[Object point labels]
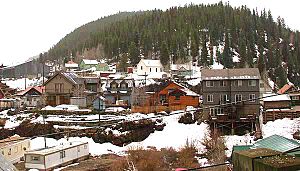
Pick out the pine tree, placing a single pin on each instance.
(227, 55)
(133, 53)
(164, 54)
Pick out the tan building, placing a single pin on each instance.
(61, 87)
(13, 148)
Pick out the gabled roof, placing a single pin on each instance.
(285, 88)
(151, 62)
(90, 62)
(11, 140)
(226, 74)
(70, 77)
(71, 64)
(278, 143)
(271, 97)
(6, 165)
(39, 89)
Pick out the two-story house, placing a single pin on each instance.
(149, 67)
(31, 96)
(61, 87)
(118, 92)
(231, 93)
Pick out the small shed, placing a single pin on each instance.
(99, 103)
(49, 158)
(278, 163)
(273, 101)
(6, 165)
(244, 160)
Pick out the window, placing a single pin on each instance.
(211, 111)
(59, 87)
(240, 82)
(209, 83)
(114, 86)
(223, 83)
(252, 83)
(210, 98)
(162, 98)
(62, 154)
(238, 97)
(251, 97)
(123, 85)
(261, 85)
(223, 98)
(35, 158)
(219, 111)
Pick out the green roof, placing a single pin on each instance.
(278, 143)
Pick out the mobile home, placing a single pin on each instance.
(13, 148)
(52, 157)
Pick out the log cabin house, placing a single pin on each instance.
(166, 96)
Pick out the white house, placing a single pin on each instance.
(149, 67)
(51, 157)
(14, 147)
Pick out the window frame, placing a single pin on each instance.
(235, 97)
(252, 99)
(210, 98)
(209, 83)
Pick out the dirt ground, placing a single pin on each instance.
(102, 163)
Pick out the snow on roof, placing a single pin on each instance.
(273, 97)
(285, 88)
(221, 74)
(71, 64)
(90, 62)
(39, 89)
(151, 62)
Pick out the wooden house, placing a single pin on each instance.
(118, 92)
(31, 96)
(51, 157)
(166, 96)
(292, 91)
(149, 67)
(62, 86)
(99, 103)
(230, 97)
(13, 148)
(274, 101)
(71, 66)
(88, 64)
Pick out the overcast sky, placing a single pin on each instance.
(29, 27)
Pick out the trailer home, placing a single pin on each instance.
(52, 157)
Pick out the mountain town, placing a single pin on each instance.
(158, 90)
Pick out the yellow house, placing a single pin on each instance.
(13, 148)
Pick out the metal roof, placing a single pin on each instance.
(6, 165)
(278, 143)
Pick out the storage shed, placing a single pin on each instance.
(49, 158)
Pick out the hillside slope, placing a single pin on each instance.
(235, 37)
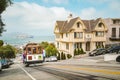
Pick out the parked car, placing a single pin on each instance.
(113, 49)
(5, 63)
(51, 59)
(0, 66)
(98, 51)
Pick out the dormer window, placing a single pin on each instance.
(100, 25)
(78, 24)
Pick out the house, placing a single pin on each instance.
(75, 33)
(1, 26)
(113, 35)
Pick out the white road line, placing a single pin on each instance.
(27, 73)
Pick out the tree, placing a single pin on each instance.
(1, 43)
(7, 52)
(3, 5)
(44, 44)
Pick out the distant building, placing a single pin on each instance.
(113, 35)
(76, 33)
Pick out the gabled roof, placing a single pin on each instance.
(65, 26)
(90, 24)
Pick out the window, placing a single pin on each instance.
(113, 32)
(67, 45)
(99, 45)
(100, 33)
(78, 45)
(78, 34)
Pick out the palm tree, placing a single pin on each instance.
(3, 5)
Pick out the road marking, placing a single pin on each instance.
(27, 73)
(88, 69)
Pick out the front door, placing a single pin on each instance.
(87, 46)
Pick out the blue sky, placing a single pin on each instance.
(37, 17)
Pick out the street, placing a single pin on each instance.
(61, 70)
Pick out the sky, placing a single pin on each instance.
(38, 17)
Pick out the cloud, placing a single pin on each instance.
(56, 1)
(88, 13)
(33, 18)
(115, 5)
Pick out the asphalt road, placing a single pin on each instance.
(53, 71)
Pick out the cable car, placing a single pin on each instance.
(32, 54)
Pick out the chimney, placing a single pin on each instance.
(69, 17)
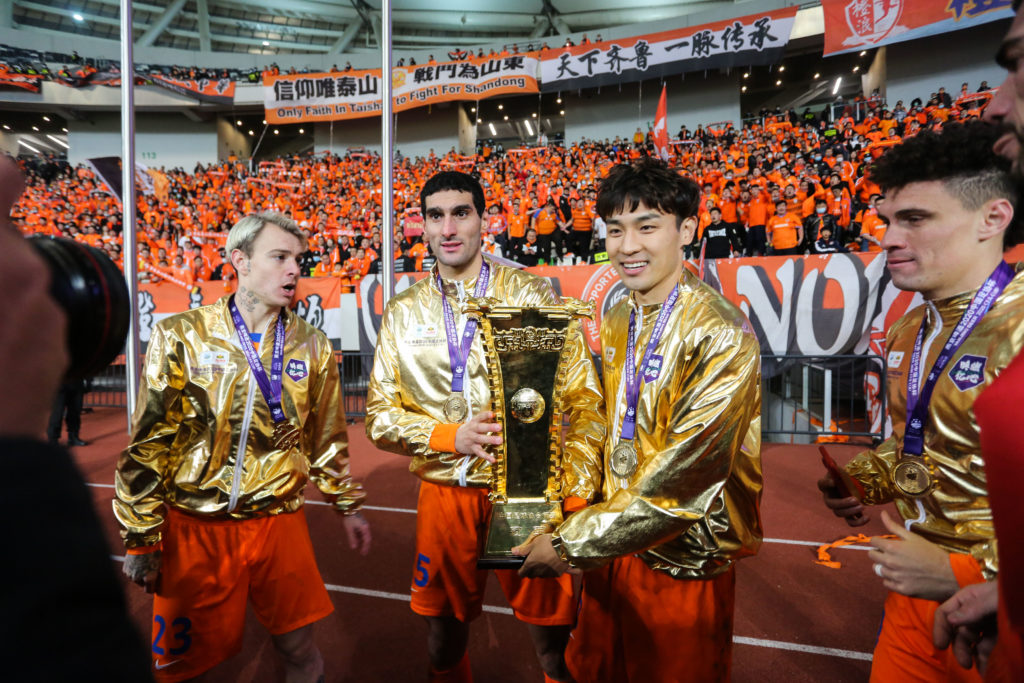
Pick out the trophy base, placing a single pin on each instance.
(510, 525)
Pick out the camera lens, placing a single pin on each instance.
(93, 294)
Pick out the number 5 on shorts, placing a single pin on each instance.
(422, 573)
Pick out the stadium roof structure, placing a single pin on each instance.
(335, 27)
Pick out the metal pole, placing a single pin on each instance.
(132, 360)
(387, 157)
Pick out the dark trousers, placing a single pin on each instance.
(757, 241)
(67, 407)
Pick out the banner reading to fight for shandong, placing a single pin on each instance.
(855, 25)
(757, 39)
(303, 97)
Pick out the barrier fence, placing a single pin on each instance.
(805, 398)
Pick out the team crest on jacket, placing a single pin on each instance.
(296, 370)
(969, 372)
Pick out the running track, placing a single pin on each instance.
(796, 621)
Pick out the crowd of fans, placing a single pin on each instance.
(782, 183)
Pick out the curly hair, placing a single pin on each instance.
(961, 157)
(651, 182)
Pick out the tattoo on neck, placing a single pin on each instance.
(248, 299)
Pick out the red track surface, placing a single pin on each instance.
(784, 600)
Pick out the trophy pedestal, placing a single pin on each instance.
(510, 524)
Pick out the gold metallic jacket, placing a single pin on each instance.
(692, 506)
(412, 378)
(956, 512)
(194, 413)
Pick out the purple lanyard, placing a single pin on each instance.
(918, 399)
(268, 386)
(634, 383)
(459, 354)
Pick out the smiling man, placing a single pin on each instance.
(240, 407)
(429, 397)
(949, 209)
(680, 497)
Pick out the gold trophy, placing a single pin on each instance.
(526, 365)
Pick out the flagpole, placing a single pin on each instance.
(132, 366)
(387, 158)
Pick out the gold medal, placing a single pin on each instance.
(286, 435)
(456, 409)
(624, 459)
(912, 476)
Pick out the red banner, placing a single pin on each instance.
(856, 25)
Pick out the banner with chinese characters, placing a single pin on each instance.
(353, 94)
(855, 25)
(756, 39)
(219, 91)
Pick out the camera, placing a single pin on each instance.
(93, 294)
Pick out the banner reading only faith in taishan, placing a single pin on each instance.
(353, 94)
(855, 25)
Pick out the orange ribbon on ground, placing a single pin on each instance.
(824, 558)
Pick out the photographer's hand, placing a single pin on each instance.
(33, 353)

* _TASK GOAL_
Please write out the material again, beginning at the line that contains "Pick out the banner reading to" and continuing through the end, with "gold" swapped for "silver" and every other word unchanged. Give only those lines.

* _CORRECT OUTPUT_
Pick out the banner reading to fight for shandong, placing a single pin on each instance.
(855, 25)
(757, 39)
(303, 97)
Pick out the barrier fence, placing a single pin on each instance.
(805, 398)
Pick out the team crest on jacket, placing a single pin on each instance.
(296, 370)
(969, 372)
Pick out the running track, placing a single pin on each instance.
(796, 621)
Pick out the crowd of fans, placing a single pin on each instance.
(782, 183)
Pick out the curly hair, placing a single pin on each instance.
(961, 157)
(651, 182)
Pick out the tattoo on neck, placing a single pin on each instance.
(248, 299)
Pick out the red track surface, placing a single pin on each instance.
(784, 600)
Pick out the trophy pedestal, placing a single pin on each instance.
(510, 524)
Pick out the silver metallic jacket, placing a single pin on each instance.
(692, 506)
(412, 378)
(956, 512)
(194, 413)
Pick out the purple lanyard, placing a single pin on each instance.
(918, 399)
(268, 386)
(634, 383)
(459, 354)
Pick out the smiling man, placing a single pin on each instance.
(240, 407)
(429, 397)
(949, 209)
(680, 497)
Pick out the silver trophy, placing a single pin on each instance.
(526, 365)
Pick out the flagpole, placing a single pin on each instance.
(132, 366)
(387, 158)
Pick out the silver medal, placing a single pin on each instance.
(286, 435)
(456, 409)
(624, 459)
(912, 476)
Pick out the red banner, placing a single pin on each instance.
(856, 25)
Pick out the banner with chinese characters, placing a single pin on each instance.
(353, 94)
(855, 25)
(756, 39)
(219, 91)
Pick out the camera, placing a single pin on each instance.
(93, 294)
Pick out the banner reading only faith in taishan, placing a single pin on each instance.
(353, 94)
(855, 25)
Pick out the orange ribbon on ground, placing a single pin on each instance.
(824, 558)
Pick out the photographer's hand, placing a single pin on each instance.
(33, 353)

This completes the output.